Tel que prononcé
Merci Zeinab. Et merci également pour ces paroles aimables, M. le Secrétaire général António Guterres, mon ami António. Mais tout cela a commencé dans une salle comme celle-ci ici au siège des Nations Unies, il y a, je pense, cinq ans et demi, alors que j’écoutais António pour la première fois. Il parlait alors de la crise des réfugiés syriens. Ses paroles étaient si claires, si puissantes, si cinglantes que j’ai réalisé que la Banque mondiale ne pouvait plus se tenir à l’écart des crises touchant les réfugiés. Et cet épisode a vraiment marqué le début d’une relation de travail très étroite. Nous avons commencé par ces crises, puis nous avons étendu notre action aux pandémies, et maintenant nous nous attaquons à la famine. António, je tiens à vous remercier pour le leadership exceptionnel dont vous faites preuve et pour nous avoir associés à cette collaboration beaucoup plus étroite avec vous.
Notre attachement à la tolérance zéro ne fait aucun doute. Nous nous engageons à faire plus et mieux pour venir à bout des crises de famine.
C’est un enjeu moral fondamental. Le fait que des dizaines de millions de personnes risquent de mourir de faim est une tragédie. Et au XXIe siècle, le fait que n’ayons pas mis fin à la famine est un échec collectif d’une ampleur honteuse.
C’est aussi un enjeu économique crucial. Du point de vue du capital humain, la famine augmente les taux de mortalité infantile, accroît les retards de croissance et altère le développement cognitif des enfants in utero et celle des enfants qui survivent à ce fléau.

▶ [Extraits de données]:
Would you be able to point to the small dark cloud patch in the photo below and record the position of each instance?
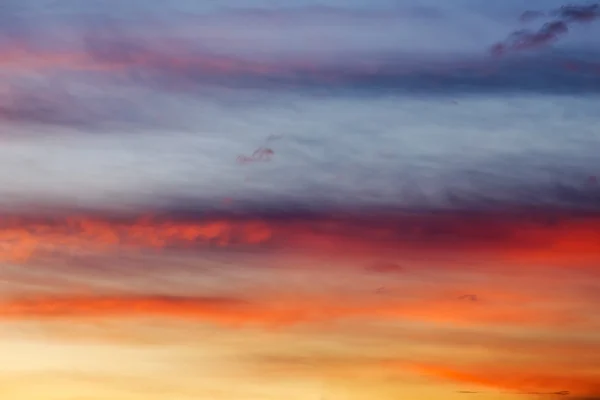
(550, 32)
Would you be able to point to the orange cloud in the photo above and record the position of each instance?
(280, 310)
(513, 379)
(513, 239)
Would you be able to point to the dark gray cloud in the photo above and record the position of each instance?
(550, 32)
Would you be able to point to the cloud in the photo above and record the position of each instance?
(505, 235)
(515, 379)
(551, 31)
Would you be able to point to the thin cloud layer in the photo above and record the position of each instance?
(551, 31)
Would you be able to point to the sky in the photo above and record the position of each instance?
(328, 200)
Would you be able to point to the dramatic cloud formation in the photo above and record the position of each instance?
(319, 199)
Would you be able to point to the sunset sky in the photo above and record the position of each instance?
(328, 200)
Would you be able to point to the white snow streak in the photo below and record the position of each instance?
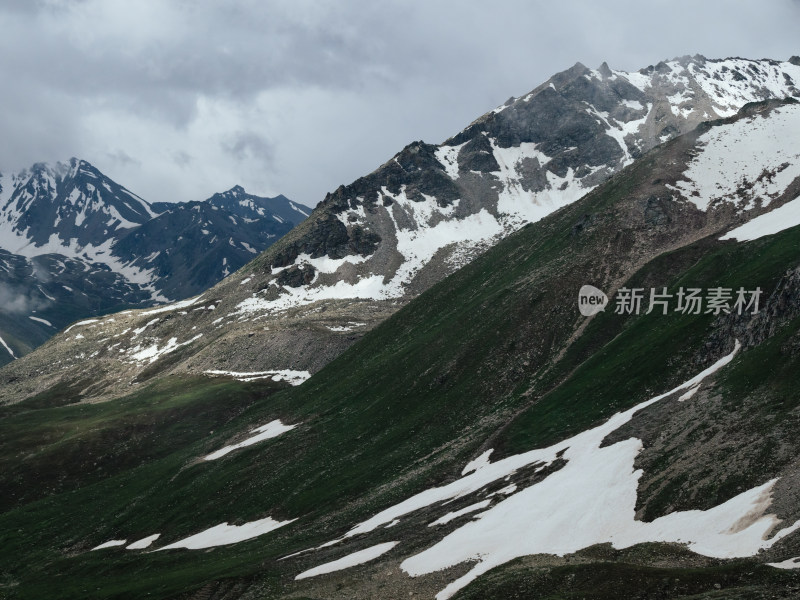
(224, 534)
(351, 560)
(265, 432)
(775, 221)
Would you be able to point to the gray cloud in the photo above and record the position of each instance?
(320, 91)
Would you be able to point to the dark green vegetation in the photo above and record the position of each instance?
(489, 358)
(604, 579)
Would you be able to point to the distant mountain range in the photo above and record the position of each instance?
(371, 246)
(75, 244)
(354, 415)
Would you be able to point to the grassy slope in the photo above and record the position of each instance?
(400, 411)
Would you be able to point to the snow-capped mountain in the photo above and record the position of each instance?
(431, 208)
(65, 208)
(76, 244)
(488, 440)
(372, 246)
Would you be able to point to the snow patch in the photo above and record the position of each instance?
(265, 432)
(775, 221)
(224, 534)
(351, 560)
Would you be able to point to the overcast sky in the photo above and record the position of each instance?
(179, 99)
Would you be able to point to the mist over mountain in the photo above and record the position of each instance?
(76, 244)
(402, 396)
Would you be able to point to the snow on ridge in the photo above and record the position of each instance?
(775, 221)
(265, 432)
(40, 320)
(109, 544)
(6, 346)
(518, 206)
(757, 152)
(152, 353)
(224, 534)
(288, 375)
(448, 158)
(81, 324)
(351, 560)
(174, 306)
(791, 563)
(460, 513)
(144, 542)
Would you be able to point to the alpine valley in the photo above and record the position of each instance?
(75, 244)
(400, 398)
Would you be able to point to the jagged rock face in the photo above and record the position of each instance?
(76, 244)
(54, 205)
(430, 208)
(305, 300)
(252, 208)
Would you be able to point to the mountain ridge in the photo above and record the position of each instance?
(132, 255)
(384, 452)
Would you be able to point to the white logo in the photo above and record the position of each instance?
(591, 300)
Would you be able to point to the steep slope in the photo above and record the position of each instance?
(623, 454)
(370, 247)
(71, 214)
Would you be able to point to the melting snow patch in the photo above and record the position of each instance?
(224, 534)
(265, 432)
(79, 323)
(775, 221)
(590, 500)
(478, 463)
(459, 513)
(791, 563)
(351, 560)
(6, 346)
(39, 320)
(753, 158)
(287, 375)
(171, 307)
(109, 544)
(153, 353)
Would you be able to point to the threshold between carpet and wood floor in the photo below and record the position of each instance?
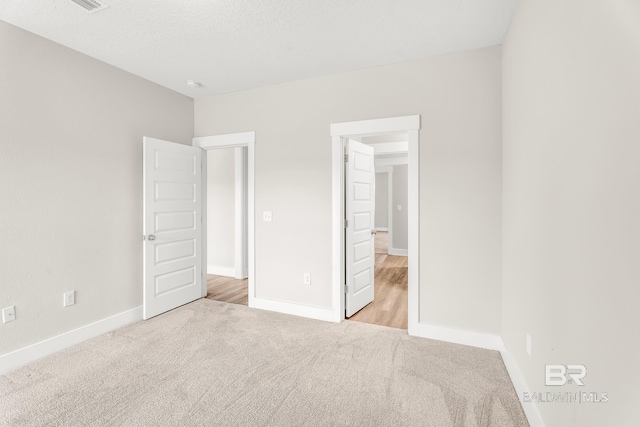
(215, 363)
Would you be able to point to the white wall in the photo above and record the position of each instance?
(572, 201)
(71, 133)
(458, 97)
(382, 201)
(400, 236)
(221, 211)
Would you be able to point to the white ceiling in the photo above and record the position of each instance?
(230, 45)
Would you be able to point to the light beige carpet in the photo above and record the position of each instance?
(219, 364)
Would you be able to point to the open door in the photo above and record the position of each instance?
(172, 182)
(360, 207)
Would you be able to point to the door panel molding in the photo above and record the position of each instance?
(172, 212)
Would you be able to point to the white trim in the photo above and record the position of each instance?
(386, 148)
(26, 355)
(204, 249)
(413, 226)
(240, 215)
(459, 336)
(317, 313)
(398, 252)
(390, 210)
(531, 410)
(221, 271)
(411, 125)
(375, 126)
(382, 162)
(337, 229)
(242, 139)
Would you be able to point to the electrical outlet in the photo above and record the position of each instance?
(8, 314)
(69, 298)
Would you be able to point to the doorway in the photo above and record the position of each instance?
(409, 125)
(226, 177)
(389, 306)
(236, 273)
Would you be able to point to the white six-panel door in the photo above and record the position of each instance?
(360, 208)
(172, 175)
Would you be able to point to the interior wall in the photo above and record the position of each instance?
(400, 217)
(458, 97)
(382, 201)
(572, 201)
(220, 210)
(71, 131)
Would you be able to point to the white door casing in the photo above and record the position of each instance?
(172, 205)
(359, 232)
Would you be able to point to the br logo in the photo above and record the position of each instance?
(562, 374)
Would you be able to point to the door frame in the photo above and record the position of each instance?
(233, 140)
(388, 170)
(355, 129)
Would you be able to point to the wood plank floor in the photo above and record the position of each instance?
(390, 304)
(227, 289)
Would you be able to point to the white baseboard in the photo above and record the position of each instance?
(317, 313)
(488, 341)
(457, 336)
(26, 355)
(221, 271)
(398, 252)
(530, 408)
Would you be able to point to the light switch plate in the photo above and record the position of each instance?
(8, 314)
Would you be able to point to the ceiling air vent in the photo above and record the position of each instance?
(91, 6)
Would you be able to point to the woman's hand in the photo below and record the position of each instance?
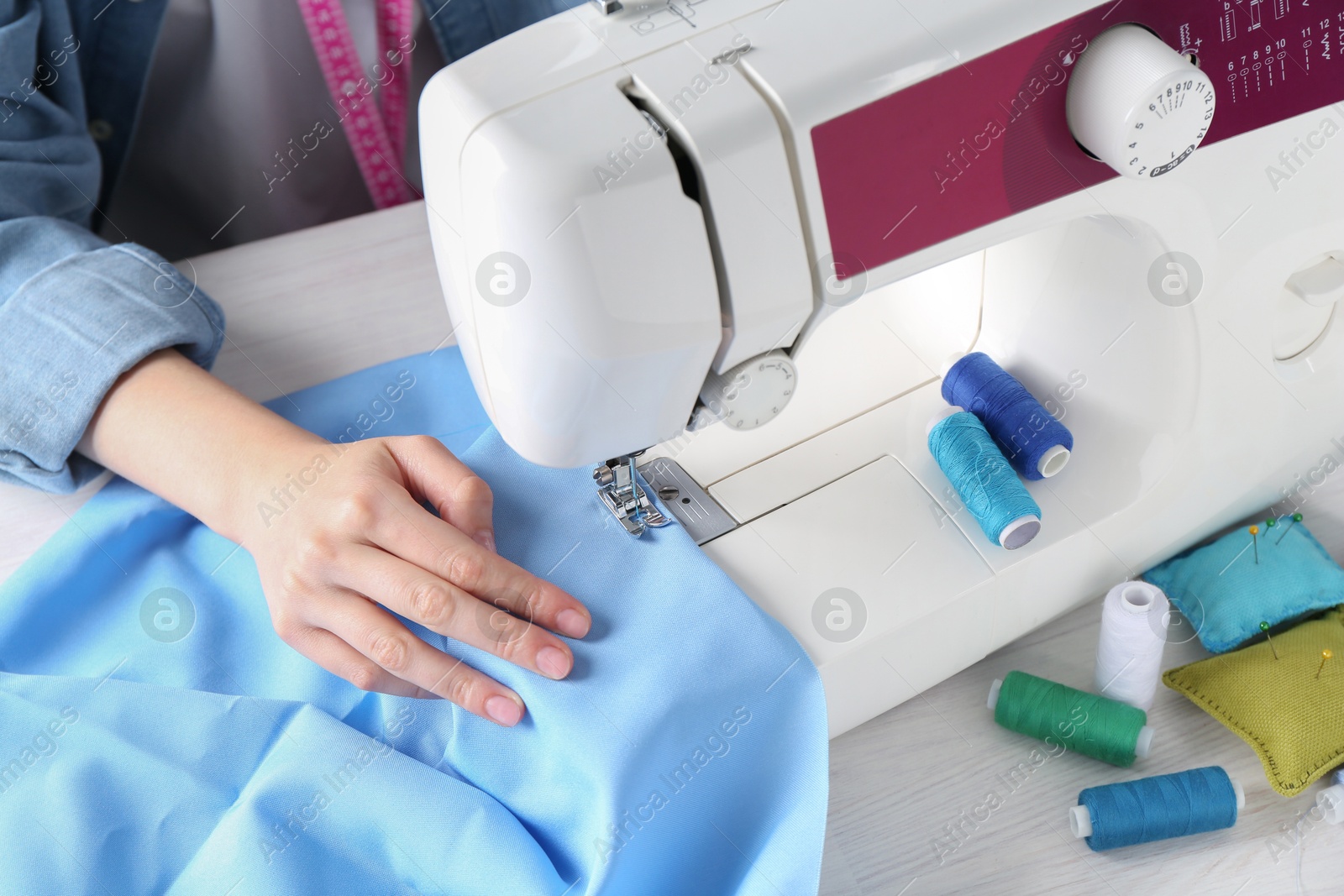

▶ [Objectif de l'exercice]:
Réécrivez le passage du texte qui s'ouvre sur les mots contenant « C’est un enjeu » et se clôt sur « d’une ampleur honteuse. », en remplaçant « tragédie » par « catastrophe ». Les données n'ont aucun lien avec le texte.

▶ [Réponse à l'exercice]:
C’est un enjeu moral fondamental. Le fait que des dizaines de millions de personnes risquent de mourir de faim est une catastrophe. Et au XXIe siècle, le fait que n’ayons pas mis fin à la famine est un échec collectif d’une ampleur honteuse.